++++ Record excerpts ++++

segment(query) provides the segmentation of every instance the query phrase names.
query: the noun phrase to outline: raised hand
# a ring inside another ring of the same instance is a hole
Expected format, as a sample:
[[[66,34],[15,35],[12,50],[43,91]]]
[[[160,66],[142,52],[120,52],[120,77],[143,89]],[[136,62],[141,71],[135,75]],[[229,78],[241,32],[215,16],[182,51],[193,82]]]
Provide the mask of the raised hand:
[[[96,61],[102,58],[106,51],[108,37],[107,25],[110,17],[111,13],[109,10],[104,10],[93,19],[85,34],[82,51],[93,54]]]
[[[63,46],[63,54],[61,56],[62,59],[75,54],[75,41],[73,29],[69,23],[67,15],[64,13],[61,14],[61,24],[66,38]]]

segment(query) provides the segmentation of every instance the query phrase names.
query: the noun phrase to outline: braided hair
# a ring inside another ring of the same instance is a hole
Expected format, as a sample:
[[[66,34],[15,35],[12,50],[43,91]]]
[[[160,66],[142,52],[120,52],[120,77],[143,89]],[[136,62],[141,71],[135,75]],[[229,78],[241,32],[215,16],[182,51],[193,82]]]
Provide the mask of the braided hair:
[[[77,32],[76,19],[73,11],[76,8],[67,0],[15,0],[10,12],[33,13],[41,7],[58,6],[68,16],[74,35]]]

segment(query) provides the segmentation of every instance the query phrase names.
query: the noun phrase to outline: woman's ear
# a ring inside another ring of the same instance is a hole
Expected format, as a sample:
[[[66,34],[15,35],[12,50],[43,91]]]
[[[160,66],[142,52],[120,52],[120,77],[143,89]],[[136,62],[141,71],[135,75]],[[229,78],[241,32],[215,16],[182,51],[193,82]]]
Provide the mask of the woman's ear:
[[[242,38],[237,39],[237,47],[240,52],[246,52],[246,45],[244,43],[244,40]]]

++++

* _Set exercise_
Find every line in the dataset rows above that contains the word "hand", and copy each such line.

* _Written solution_
query: the noun phrase to outline: raised hand
Provide the mask of the raised hand:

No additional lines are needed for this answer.